EXERCISE INSTRUCTIONS: Extract the complete data exactly as given.

EXERCISE DATA:
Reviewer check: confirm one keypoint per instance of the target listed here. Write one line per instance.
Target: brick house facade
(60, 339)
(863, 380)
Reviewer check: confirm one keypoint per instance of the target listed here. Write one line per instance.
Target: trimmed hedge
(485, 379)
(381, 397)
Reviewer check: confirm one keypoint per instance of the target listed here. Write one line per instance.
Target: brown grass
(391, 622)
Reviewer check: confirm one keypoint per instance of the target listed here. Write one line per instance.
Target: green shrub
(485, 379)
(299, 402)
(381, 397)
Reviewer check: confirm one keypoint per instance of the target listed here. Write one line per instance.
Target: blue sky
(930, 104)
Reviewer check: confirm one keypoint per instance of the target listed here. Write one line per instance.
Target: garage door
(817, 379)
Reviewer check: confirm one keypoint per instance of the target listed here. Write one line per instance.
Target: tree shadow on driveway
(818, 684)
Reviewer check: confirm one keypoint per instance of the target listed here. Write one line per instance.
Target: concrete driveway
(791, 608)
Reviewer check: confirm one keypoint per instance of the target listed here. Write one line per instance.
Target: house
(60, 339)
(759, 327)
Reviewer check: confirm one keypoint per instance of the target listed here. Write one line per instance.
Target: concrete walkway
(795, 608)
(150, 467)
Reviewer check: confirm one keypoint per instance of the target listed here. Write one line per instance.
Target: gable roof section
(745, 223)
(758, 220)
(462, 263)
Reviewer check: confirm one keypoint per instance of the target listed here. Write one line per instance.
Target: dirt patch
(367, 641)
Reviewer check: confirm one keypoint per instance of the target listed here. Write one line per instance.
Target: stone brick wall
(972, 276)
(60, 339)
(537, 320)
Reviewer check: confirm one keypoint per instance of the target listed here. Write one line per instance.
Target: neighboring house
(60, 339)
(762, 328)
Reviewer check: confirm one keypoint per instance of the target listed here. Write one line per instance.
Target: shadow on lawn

TASK SOLUTION:
Reviewer check: confirm one keypoint per instance of the target listed here. Write one line per instance.
Target: brick house facade
(60, 339)
(863, 380)
Reviewer check: confirm one keypoint per instance of the target listed here. Write one line per instance.
Target: trimmed hedge
(485, 379)
(381, 397)
Reviewer check: confirm one keypoint per instance of the target listed here. Write one line per instance.
Target: brown grass
(391, 622)
Reviewer check: confirm one keypoint per instance of the target listed here. Write one line per instance.
Target: green shrub
(485, 379)
(299, 402)
(381, 397)
Reviewer check: confirm one keypoint per instance of the target listed here. Write one line per instance.
Target: blue sky
(930, 104)
Reviewer check: confirm one keypoint per instance of the target listed here. Write one line per instance.
Target: garage door
(817, 379)
Reviewer check: confirm one keypoint per instance of the target listed here. Write one line per instance.
Target: tree shadow on driveway
(818, 684)
Reviewer check: confirm one keypoint per instance of the target listed here. Write one line per instance.
Target: concrete driveway
(791, 608)
Reviewer check: confirm one keypoint per instance of the target listed here. Write one line per instance.
Target: house
(60, 339)
(759, 327)
Reviewer check: confirm one keypoint per instance of the target listed here. Write one line per instance.
Target: concrete walkway
(795, 608)
(150, 467)
Reviewer check: confirm one keypoint per instance of the target listed here. Write one line per instance.
Target: gable roof section
(745, 223)
(758, 220)
(462, 263)
Reviewer check: confirm one keypoint per instance of the target listed here. Write one line per instance.
Target: dirt patch
(367, 641)
Reviewer check: confirm one keypoint per instance of the target listed here. Write one line per instance.
Target: stone brick wall
(972, 276)
(60, 339)
(537, 320)
Reviewer check: confirm one keypoint per instance of the target listed here. Write one line per instance.
Target: neighboring house
(60, 339)
(762, 328)
Reviewer check: confirm one keypoint per instance of the target listed here. Write one line per instance.
Target: shadow on lawn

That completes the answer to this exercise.